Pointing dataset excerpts
──────────
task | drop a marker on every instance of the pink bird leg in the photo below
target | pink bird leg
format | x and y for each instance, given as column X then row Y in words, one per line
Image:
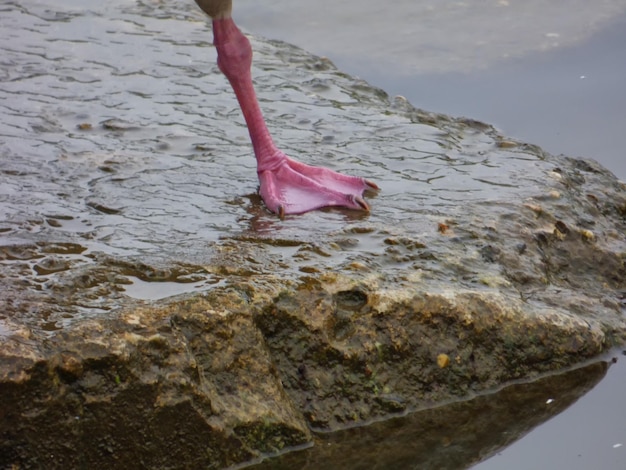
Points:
column 287, row 186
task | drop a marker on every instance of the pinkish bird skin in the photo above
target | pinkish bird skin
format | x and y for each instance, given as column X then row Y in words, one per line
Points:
column 286, row 186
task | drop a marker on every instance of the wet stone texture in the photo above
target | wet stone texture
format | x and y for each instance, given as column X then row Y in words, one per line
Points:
column 154, row 314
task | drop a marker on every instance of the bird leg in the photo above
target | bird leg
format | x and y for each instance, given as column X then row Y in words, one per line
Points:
column 286, row 186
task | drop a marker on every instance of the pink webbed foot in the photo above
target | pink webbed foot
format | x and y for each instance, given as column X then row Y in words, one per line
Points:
column 293, row 187
column 287, row 186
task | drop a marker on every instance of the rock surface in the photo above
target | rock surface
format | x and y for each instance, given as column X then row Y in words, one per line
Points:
column 129, row 178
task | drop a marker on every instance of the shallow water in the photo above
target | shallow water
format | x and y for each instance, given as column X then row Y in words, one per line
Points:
column 555, row 79
column 121, row 141
column 547, row 72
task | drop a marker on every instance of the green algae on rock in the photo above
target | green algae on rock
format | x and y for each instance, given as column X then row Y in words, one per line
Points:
column 504, row 260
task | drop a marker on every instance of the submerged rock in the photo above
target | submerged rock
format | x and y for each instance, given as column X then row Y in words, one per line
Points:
column 484, row 260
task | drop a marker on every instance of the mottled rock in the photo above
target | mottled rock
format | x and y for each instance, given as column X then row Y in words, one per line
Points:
column 154, row 314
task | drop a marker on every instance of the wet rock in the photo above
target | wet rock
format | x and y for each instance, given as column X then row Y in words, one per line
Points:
column 484, row 260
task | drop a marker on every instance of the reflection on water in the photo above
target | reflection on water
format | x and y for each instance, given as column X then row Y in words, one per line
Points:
column 452, row 436
column 121, row 137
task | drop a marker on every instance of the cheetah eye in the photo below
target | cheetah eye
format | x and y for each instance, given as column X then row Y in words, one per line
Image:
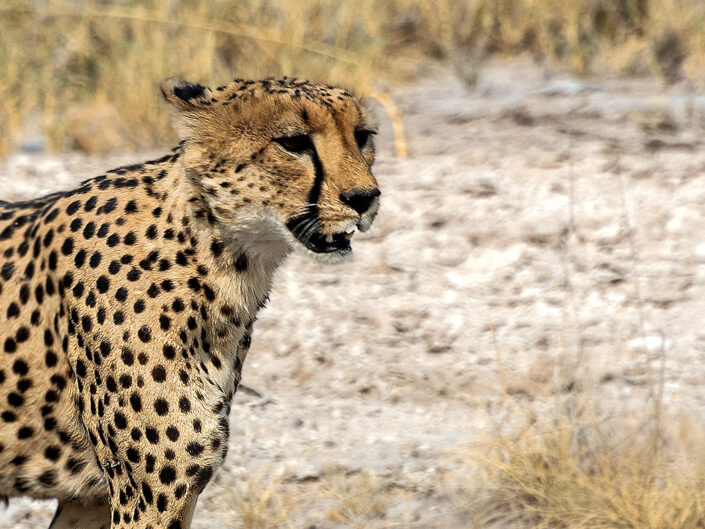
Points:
column 295, row 144
column 362, row 137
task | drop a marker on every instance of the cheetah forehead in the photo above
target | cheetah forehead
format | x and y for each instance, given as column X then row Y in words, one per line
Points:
column 266, row 95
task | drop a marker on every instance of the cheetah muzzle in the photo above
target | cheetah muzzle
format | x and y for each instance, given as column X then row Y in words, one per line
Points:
column 128, row 303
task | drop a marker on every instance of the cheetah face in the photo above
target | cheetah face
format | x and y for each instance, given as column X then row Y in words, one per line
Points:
column 286, row 154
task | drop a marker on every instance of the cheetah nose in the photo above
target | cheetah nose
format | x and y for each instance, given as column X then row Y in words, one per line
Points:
column 360, row 199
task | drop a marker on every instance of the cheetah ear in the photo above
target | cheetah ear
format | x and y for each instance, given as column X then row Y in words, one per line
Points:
column 184, row 95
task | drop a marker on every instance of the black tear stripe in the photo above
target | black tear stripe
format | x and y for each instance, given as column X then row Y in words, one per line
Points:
column 315, row 193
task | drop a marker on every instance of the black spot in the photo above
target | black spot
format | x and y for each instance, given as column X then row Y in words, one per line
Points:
column 172, row 433
column 110, row 205
column 188, row 91
column 67, row 247
column 136, row 401
column 144, row 334
column 162, row 502
column 73, row 207
column 120, row 420
column 103, row 284
column 159, row 374
column 95, row 260
column 167, row 475
column 89, row 230
column 161, row 406
column 194, row 449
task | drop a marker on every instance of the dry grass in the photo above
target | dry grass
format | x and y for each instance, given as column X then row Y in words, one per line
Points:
column 86, row 72
column 588, row 472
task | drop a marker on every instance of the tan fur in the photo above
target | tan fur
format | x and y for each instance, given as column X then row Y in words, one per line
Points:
column 129, row 302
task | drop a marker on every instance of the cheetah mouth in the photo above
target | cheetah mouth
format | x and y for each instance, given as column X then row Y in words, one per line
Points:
column 305, row 230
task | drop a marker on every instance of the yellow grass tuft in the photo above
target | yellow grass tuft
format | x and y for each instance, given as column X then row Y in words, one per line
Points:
column 579, row 471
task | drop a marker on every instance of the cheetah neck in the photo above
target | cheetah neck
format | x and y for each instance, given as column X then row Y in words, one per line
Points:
column 236, row 262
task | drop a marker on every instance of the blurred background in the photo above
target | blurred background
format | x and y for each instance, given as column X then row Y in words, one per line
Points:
column 518, row 340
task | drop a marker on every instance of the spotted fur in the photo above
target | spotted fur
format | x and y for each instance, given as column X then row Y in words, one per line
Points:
column 128, row 303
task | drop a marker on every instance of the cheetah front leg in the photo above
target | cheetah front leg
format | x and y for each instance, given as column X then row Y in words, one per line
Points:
column 72, row 515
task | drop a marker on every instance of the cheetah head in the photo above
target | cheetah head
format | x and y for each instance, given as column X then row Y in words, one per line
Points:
column 283, row 158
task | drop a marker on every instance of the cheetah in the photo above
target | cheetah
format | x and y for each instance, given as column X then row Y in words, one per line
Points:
column 129, row 302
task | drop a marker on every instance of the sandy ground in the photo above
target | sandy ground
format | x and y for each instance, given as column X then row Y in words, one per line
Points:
column 544, row 229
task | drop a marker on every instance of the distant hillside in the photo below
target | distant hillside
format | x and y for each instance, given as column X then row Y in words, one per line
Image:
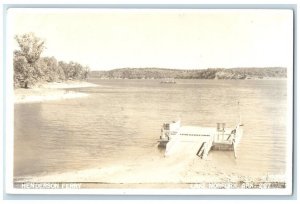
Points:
column 211, row 73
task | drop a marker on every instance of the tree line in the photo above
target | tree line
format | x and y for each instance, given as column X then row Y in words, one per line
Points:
column 30, row 68
column 210, row 73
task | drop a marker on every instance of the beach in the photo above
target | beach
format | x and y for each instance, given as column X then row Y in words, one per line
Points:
column 50, row 91
column 186, row 170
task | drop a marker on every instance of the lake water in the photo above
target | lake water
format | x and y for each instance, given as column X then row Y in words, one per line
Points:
column 122, row 118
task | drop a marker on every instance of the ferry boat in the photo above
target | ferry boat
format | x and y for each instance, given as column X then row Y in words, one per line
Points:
column 199, row 140
column 168, row 81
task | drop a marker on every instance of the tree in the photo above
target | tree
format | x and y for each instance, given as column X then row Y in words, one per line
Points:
column 31, row 46
column 27, row 71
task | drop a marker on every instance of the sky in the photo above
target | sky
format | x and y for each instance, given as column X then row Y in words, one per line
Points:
column 180, row 39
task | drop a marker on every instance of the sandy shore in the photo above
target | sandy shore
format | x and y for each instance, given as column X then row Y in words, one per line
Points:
column 181, row 171
column 50, row 91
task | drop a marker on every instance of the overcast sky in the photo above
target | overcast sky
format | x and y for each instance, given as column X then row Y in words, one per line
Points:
column 107, row 39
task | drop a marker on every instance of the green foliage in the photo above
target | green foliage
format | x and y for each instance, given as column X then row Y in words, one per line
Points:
column 30, row 67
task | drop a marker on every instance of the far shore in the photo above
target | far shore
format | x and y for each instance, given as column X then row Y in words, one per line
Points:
column 51, row 91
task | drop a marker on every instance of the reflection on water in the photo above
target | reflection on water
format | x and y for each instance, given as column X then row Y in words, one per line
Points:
column 122, row 119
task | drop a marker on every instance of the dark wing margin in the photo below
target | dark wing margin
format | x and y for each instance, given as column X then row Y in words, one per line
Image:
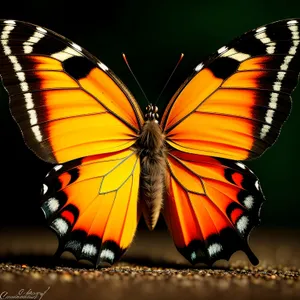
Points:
column 66, row 102
column 234, row 104
column 211, row 207
column 92, row 205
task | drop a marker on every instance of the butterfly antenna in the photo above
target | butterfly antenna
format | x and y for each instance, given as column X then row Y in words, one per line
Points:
column 125, row 59
column 180, row 59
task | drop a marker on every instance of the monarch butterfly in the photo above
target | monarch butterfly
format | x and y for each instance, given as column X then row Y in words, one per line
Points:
column 113, row 164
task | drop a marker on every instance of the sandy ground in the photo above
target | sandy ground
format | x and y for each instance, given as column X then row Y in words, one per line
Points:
column 151, row 269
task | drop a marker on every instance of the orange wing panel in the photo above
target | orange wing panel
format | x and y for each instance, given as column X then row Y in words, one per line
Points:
column 67, row 103
column 197, row 90
column 100, row 193
column 214, row 223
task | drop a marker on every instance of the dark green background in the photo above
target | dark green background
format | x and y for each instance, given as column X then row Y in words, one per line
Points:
column 152, row 34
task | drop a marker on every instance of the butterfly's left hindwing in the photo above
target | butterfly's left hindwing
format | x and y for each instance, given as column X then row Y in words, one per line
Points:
column 211, row 206
column 91, row 204
column 234, row 104
column 67, row 103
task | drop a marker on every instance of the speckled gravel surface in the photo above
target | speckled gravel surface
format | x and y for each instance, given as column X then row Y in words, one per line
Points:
column 152, row 269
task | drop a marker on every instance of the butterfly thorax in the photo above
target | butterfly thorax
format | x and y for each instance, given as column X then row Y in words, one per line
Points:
column 151, row 147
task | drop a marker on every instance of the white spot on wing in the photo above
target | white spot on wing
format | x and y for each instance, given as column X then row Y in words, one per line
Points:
column 61, row 226
column 292, row 22
column 35, row 38
column 248, row 201
column 193, row 255
column 239, row 56
column 57, row 167
column 45, row 189
column 77, row 47
column 52, row 204
column 242, row 224
column 29, row 101
column 222, row 49
column 103, row 66
column 264, row 130
column 239, row 164
column 11, row 22
column 107, row 254
column 215, row 248
column 65, row 54
column 260, row 29
column 89, row 250
column 37, row 133
column 42, row 30
column 32, row 117
column 199, row 67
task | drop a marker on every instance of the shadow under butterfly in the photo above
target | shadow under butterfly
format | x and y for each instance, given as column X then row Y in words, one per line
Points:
column 113, row 164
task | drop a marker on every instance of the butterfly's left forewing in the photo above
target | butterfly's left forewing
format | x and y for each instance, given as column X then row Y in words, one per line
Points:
column 67, row 103
column 74, row 111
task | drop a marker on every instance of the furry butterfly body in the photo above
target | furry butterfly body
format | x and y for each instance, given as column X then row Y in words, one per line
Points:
column 113, row 164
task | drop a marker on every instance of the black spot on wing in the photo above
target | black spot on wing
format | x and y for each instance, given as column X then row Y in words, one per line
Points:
column 78, row 67
column 278, row 32
column 250, row 45
column 224, row 67
column 109, row 253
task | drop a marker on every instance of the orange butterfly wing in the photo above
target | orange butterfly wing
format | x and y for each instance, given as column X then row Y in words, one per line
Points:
column 231, row 108
column 211, row 206
column 73, row 110
column 234, row 104
column 91, row 204
column 67, row 103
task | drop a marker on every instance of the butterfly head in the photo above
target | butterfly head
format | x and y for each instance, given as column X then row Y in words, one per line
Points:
column 152, row 114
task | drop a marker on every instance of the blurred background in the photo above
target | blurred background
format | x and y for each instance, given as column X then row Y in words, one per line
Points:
column 152, row 34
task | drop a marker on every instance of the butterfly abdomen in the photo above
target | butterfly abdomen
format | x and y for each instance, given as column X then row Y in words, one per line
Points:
column 153, row 165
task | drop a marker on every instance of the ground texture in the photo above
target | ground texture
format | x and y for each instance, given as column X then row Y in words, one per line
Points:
column 151, row 269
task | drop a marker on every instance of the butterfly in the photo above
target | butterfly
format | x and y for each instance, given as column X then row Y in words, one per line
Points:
column 113, row 164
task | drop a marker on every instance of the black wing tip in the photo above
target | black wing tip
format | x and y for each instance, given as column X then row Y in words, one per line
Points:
column 108, row 254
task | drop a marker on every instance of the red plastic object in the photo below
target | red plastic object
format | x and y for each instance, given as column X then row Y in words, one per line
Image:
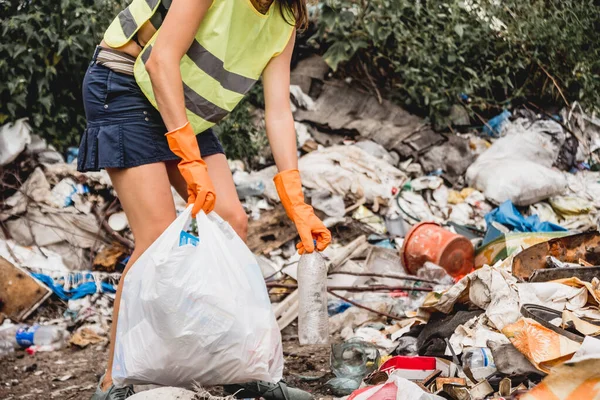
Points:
column 428, row 241
column 403, row 362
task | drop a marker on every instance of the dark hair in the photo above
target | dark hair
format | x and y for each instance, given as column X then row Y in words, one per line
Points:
column 294, row 12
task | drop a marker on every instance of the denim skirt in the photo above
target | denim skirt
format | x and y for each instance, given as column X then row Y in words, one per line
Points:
column 123, row 129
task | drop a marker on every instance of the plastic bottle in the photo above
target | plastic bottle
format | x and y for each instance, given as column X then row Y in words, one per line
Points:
column 480, row 361
column 8, row 342
column 39, row 338
column 313, row 319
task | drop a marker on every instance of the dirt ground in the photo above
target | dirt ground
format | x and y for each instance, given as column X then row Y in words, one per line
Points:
column 73, row 373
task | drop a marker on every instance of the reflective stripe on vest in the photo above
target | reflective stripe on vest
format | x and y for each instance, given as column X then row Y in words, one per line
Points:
column 127, row 23
column 233, row 45
column 194, row 102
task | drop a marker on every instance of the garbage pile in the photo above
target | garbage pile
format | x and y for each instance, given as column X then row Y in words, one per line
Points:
column 464, row 265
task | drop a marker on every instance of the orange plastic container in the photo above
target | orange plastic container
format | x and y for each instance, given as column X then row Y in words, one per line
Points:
column 428, row 241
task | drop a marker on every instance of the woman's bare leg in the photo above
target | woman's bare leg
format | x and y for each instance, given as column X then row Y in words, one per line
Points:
column 145, row 194
column 228, row 204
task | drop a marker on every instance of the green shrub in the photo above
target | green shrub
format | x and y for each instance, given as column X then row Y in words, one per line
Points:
column 242, row 138
column 425, row 54
column 45, row 49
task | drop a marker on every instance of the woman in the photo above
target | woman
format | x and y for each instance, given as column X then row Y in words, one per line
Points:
column 166, row 71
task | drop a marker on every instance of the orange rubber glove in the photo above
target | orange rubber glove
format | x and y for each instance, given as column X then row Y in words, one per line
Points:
column 201, row 192
column 309, row 226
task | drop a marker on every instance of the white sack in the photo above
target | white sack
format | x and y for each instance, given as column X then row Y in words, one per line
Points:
column 13, row 140
column 518, row 167
column 196, row 314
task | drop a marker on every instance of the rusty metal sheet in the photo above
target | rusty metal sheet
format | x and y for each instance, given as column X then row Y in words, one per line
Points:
column 572, row 249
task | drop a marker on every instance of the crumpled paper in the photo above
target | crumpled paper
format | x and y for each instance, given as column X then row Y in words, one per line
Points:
column 475, row 333
column 574, row 380
column 542, row 346
column 490, row 289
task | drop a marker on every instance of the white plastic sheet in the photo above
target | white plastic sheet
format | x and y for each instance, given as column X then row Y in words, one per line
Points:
column 518, row 167
column 196, row 315
column 13, row 140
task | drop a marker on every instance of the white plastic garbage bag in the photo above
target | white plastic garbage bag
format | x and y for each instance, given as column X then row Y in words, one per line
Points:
column 196, row 314
column 13, row 140
column 518, row 166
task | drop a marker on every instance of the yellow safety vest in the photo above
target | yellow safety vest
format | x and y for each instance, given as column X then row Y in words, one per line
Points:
column 232, row 47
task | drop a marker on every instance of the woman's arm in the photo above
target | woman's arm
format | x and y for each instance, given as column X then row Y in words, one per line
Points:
column 282, row 136
column 278, row 114
column 175, row 37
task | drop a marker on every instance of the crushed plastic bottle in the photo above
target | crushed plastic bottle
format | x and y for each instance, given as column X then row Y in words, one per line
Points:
column 8, row 342
column 313, row 319
column 35, row 338
column 351, row 362
column 480, row 361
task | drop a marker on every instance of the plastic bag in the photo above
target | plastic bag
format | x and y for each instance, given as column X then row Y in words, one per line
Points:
column 518, row 167
column 196, row 314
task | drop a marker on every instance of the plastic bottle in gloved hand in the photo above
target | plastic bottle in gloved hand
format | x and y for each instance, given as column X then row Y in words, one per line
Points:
column 313, row 319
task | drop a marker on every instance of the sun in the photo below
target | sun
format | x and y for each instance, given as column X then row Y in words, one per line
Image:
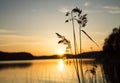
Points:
column 60, row 52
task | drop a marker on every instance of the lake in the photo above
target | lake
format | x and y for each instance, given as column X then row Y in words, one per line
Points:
column 49, row 71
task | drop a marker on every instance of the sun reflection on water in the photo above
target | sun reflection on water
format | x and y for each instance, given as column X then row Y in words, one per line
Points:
column 61, row 65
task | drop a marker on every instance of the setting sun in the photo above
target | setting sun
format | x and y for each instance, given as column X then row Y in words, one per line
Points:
column 60, row 52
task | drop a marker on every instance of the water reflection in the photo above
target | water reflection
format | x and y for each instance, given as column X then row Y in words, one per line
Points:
column 14, row 65
column 61, row 65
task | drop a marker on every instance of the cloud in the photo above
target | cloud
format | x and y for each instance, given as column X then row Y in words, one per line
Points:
column 111, row 7
column 93, row 11
column 35, row 10
column 64, row 9
column 87, row 4
column 114, row 12
column 5, row 31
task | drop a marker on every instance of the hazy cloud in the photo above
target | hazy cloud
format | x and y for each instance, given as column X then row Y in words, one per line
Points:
column 114, row 12
column 86, row 3
column 5, row 31
column 111, row 7
column 64, row 9
column 93, row 11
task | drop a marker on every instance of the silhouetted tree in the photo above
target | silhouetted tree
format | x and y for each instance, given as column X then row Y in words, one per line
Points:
column 111, row 53
column 111, row 46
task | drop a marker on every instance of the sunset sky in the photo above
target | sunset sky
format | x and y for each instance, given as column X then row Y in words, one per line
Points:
column 30, row 25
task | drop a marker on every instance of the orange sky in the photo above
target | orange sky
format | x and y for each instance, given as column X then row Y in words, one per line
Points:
column 30, row 26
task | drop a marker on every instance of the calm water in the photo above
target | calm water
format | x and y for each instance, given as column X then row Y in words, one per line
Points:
column 48, row 71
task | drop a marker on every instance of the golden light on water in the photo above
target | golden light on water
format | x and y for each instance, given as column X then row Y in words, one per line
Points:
column 61, row 52
column 61, row 65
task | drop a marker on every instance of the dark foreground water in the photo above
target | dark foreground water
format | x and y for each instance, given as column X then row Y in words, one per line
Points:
column 49, row 71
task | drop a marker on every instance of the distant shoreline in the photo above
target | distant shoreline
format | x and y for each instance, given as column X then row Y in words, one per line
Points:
column 5, row 56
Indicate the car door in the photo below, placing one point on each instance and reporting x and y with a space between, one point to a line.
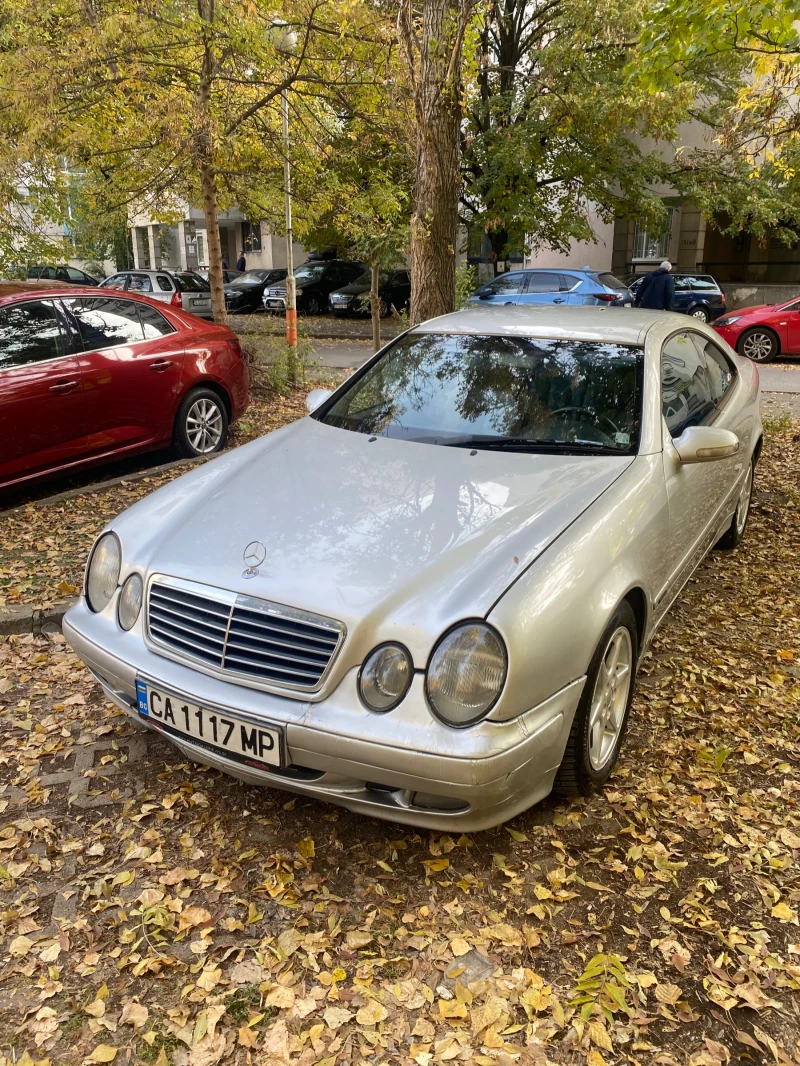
──────────
## The problem
Please copy out, word for word, the part of the items that opens with the line containing "cheetah head in the photo above" and closes with the line containing "column 27, row 71". Leave the pictures out.

## The result
task | drop a marker on every instance of the cheetah head in the photo above
target | cheetah head
format | x and y for each instance, given as column X then row Y in words, one per line
Points:
column 283, row 158
task | drop a marker on every instance of the cheetah in the photo above
target | cheetah
format | x and y for each instance, given as column X then row Y in words, one per line
Points:
column 129, row 302
task | drop a marker on every instance of the sandy ground in the photo above
target | sandy ground
format | x and y for each instance, given as column X then row Y in words, one per line
Points:
column 544, row 229
task | drop a marker on every instance of the distant hillside in the photo below
target | distant hillside
format | x and y for each instance, given as column X then row Y in words, one per line
Image:
Points:
column 211, row 73
task | drop a marker on every instance of the tree line in the photo above
target | tree line
format | x and y for each instance, given as column X then row Y in words, one per line
Points:
column 30, row 68
column 210, row 73
task | drop a marker on every instance of the beach in the photo above
target | beach
format | x and y for each instance, given as column X then row Y in words, one per line
Points:
column 50, row 91
column 186, row 170
task | drop a marker on every instance of the lake water in the photo above
target | lake water
format | x and y for each instance, given as column X then row Y in words, one per line
Points:
column 122, row 118
task | drop a marker on every instance of the ferry boat in the photo above
target | ferry boat
format | x and y for each instance, given as column X then row Y in words, one per line
Points:
column 199, row 140
column 168, row 81
task | drop a marker on every instance of the tree in the photo above
target | tree
format | x and y for each instance, given as column X then row Y in words, one per line
Points:
column 31, row 46
column 27, row 71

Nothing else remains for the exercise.